▸ To do:
Repeat all of the data below word for word, keeping no images.
Start of Extracted information
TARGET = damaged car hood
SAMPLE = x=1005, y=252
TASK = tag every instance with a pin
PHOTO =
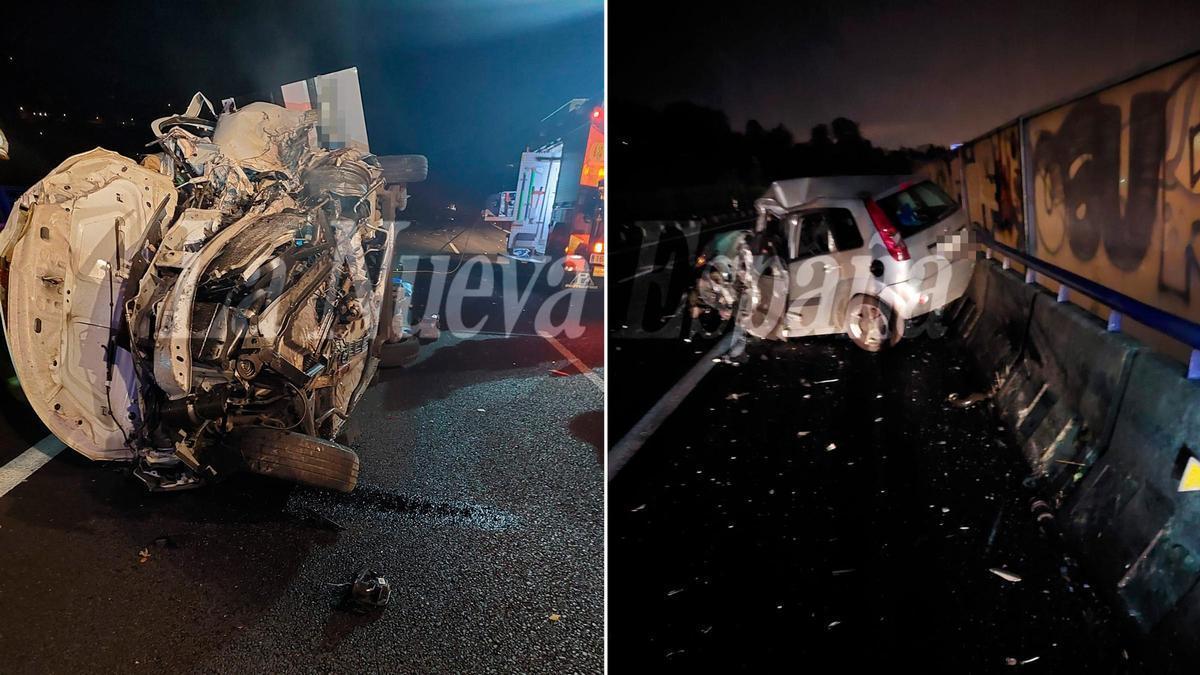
x=70, y=242
x=227, y=287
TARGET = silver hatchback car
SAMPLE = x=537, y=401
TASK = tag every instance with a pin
x=856, y=255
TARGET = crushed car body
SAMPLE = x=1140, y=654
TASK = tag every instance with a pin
x=855, y=255
x=215, y=308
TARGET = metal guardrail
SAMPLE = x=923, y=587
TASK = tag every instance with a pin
x=1120, y=304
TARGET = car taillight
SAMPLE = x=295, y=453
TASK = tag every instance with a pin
x=888, y=232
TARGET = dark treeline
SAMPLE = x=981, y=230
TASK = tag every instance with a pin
x=687, y=160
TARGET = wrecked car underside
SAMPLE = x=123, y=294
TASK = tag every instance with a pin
x=215, y=308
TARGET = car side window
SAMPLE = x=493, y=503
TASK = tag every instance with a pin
x=814, y=237
x=846, y=236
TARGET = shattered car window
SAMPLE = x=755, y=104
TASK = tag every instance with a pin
x=918, y=207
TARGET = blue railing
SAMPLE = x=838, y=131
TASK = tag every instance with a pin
x=1167, y=323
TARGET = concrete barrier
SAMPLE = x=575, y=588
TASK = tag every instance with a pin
x=1107, y=426
x=996, y=335
x=1129, y=518
x=1062, y=395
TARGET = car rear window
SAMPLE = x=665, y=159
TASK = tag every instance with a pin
x=918, y=207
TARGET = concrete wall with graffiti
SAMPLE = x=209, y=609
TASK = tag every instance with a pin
x=1109, y=185
x=993, y=185
x=1116, y=186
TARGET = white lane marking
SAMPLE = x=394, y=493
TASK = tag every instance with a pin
x=634, y=440
x=575, y=360
x=27, y=463
x=669, y=267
End of Extracted information
▸ Worked solution:
TARGET = damaged car hood
SAMPLE = x=1005, y=252
TASK = tag every instance with a pin
PHOTO =
x=70, y=242
x=227, y=287
TARGET = silver hatchback car
SAMPLE = x=537, y=401
TASK = tag every instance with a pin
x=856, y=255
TARGET = crushed car body
SAMPLE = x=1140, y=654
TASK = tag every instance with a pin
x=855, y=255
x=215, y=308
TARGET = metal guardrail
SAMPLE = x=923, y=587
TASK = tag every instance with a pin
x=1120, y=304
TARGET = car taillight
SAMPLE = x=295, y=453
TASK = tag every instance with a pin
x=888, y=232
TARGET = dark treeline
SAMPLE = x=981, y=230
TASK = tag every instance with a pin
x=687, y=160
TARGET = wrecked car underside
SAMPLE = x=123, y=294
TASK = tag every instance with a pin
x=215, y=308
TARGET = car side window
SAMPLE = x=493, y=503
TASK = tag every instance with a pin
x=814, y=237
x=846, y=236
TARGET = shattered car window
SAMPLE = x=755, y=104
TASK = tag every instance with a pin
x=918, y=207
TARGET = blue railing
SAMPLE = x=838, y=131
TASK = tag every instance with a pin
x=1167, y=323
TARGET = concrete barrier
SAMPLE = x=575, y=588
TASK = tag every instance with a pin
x=1107, y=426
x=996, y=335
x=1129, y=518
x=1062, y=395
TARGET = car rear window
SAMPLE = x=665, y=159
TASK = tag every instance with a pin
x=918, y=207
TARGET = concrete wall with graffiti
SAMPLE = x=209, y=609
TASK = tag every instance with a pin
x=1109, y=185
x=993, y=185
x=1116, y=186
TARGET = white lane marking
SAMPLE = x=394, y=493
TASK = tag every instance with a pin
x=634, y=440
x=575, y=360
x=27, y=463
x=669, y=267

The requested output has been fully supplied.